— start of Quoted passage —

It is good to read only books that have nothing to do with the problems of the day that are bound to pass. All the books on the shelf beyond my desk were written hundreds of years ago. I will reread some of them with sherry and a cigar beside the fire in the evenings. The others I can just look at. I know well what is in them.

People have written to ask what I meant by the five greatest works of prose fiction. They are there on the shelf, too, but first I would like to talk about the books that stand at the head of the row, and that, as a matter of fact, I have been reading now. They are Thomas Heath’s History of Greek Mathematics, his three-volume Commentary on Euclid, his Works of Archimedes, and Apollonius on Conic Sections. Taken together, these books are a presentation in English of the main body, or the heart, of Greek mathematics.

I discovered them when I was a boy of 19. Few books have influenced me more. I got them one by one from the library and read them in a kind of exaltation. Although they were frightfully expensive by the standards of a self-supporting adolescent, I saved my money and bought them as fast as I could.

Now the most important ones, the history, the Euclid and the Archimedes, are published as paperbacks by Dover Press for a few dollars. Since those days the mathematical works of Pappus, Proclus and Diophantus have been published in French translations in Belgium — amongst the most beautifully printed books I own — and there is a little set of Greek Mathematical Works in the Loeb Library.

— end of Quoted passage —
— start of Raw data —

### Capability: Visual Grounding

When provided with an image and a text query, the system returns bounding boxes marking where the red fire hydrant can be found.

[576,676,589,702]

— end of Raw data —
— start of Raw data —

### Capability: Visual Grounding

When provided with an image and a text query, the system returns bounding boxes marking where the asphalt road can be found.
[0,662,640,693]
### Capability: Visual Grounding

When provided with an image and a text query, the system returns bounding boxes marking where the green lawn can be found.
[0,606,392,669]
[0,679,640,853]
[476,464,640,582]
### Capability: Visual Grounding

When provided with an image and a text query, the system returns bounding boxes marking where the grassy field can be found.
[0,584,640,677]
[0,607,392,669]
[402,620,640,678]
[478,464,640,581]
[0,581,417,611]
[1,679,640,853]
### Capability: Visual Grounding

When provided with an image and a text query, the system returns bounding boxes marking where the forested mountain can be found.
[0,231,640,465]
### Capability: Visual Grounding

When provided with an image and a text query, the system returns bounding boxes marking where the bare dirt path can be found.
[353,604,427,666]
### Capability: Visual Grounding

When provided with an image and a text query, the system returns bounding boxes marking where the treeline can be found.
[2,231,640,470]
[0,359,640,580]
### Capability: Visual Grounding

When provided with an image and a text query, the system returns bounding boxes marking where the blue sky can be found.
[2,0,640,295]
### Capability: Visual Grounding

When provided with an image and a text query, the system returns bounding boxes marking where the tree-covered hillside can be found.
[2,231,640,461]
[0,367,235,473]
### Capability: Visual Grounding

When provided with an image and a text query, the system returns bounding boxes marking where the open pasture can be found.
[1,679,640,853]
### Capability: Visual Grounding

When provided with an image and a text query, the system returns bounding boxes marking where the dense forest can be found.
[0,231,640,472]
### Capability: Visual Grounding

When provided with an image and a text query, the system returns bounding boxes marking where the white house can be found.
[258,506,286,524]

— end of Raw data —

- _Short exercise_:
Using the passage about the books on the shelf, answer these:
1. How old was the writer on first discovering Thomas Heath's books?
2. Which publisher sells the history, the Euclid and the Archimedes as paperbacks?
3. In what language were the mathematical works of Pappus, Proclus and Diophantus published in Belgium?

- _Task output_:
1. 19
2. Dover Press
3. French